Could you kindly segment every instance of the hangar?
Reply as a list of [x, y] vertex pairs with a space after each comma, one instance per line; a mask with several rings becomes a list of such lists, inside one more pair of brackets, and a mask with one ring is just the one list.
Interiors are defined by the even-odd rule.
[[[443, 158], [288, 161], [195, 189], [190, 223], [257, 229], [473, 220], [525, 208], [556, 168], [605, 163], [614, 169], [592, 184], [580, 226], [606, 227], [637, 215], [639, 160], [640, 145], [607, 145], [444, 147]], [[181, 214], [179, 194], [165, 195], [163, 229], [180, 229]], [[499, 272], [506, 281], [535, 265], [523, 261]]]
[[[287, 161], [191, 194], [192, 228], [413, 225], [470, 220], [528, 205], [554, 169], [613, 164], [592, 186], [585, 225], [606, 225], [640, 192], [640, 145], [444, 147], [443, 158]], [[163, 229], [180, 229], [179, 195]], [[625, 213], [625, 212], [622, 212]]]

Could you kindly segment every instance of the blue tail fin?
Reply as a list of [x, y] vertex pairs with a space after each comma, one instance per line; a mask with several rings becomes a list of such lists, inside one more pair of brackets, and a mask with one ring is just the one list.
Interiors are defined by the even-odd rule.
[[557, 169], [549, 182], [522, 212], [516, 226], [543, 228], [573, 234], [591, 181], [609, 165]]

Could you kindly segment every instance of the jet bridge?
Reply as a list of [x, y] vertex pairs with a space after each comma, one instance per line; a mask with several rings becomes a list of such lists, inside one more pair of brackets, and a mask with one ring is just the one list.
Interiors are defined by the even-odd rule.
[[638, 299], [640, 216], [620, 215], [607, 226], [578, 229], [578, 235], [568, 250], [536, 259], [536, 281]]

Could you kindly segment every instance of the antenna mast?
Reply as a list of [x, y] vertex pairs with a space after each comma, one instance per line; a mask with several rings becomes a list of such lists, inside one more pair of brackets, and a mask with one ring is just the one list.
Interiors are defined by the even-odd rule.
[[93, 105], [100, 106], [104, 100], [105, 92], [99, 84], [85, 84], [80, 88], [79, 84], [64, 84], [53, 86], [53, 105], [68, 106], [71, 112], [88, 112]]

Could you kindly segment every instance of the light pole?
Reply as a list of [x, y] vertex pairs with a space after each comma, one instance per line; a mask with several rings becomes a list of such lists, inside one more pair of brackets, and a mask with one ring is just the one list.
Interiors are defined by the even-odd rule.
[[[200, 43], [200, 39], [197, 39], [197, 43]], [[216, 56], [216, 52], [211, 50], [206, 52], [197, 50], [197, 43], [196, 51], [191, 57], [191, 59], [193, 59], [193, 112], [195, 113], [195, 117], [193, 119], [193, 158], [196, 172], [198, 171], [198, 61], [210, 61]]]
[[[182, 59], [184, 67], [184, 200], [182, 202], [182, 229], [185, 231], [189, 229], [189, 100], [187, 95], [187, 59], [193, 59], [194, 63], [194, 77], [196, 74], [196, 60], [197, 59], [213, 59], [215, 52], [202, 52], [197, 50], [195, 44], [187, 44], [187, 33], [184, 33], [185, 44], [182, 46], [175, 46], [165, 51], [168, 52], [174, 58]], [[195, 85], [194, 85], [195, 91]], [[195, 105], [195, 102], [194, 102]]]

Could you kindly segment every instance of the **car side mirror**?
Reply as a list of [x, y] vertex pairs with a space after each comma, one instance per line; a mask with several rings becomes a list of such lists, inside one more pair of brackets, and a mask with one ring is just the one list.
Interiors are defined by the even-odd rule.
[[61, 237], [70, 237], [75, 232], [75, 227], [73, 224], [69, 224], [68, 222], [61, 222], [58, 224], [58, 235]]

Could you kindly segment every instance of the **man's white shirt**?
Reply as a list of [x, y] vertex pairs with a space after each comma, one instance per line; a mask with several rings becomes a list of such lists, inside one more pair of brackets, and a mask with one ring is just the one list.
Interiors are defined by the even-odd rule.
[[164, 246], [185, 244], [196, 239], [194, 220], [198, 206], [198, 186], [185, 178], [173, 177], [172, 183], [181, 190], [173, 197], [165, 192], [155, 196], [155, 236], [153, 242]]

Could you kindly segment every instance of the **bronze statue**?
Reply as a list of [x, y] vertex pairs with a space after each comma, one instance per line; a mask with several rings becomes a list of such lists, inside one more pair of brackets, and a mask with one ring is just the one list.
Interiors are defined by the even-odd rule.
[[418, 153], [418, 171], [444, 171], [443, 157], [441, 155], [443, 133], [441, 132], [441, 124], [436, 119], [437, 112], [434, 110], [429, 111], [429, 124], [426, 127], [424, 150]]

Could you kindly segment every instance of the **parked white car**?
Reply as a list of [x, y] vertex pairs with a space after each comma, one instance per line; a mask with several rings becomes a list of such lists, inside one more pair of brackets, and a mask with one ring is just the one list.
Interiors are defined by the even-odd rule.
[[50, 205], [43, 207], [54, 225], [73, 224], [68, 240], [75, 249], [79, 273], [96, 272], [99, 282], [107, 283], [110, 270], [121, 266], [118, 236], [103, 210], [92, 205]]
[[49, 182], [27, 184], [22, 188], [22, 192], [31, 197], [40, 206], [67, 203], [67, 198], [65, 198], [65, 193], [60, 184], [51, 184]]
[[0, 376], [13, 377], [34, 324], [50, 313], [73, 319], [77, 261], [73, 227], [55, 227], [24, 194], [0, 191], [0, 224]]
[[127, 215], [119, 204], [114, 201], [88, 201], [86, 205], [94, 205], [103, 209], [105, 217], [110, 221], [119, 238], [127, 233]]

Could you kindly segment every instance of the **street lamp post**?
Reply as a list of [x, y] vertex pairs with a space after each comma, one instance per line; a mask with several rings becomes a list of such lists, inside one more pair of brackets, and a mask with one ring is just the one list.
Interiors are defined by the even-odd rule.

• [Problem requirements] Task for the records above: copy every line in which the word "white" occurs.

• [Response to this exercise]
Could you kindly segment every instance of the **man's white shirt**?
Could you kindly segment every instance of the **parked white car**?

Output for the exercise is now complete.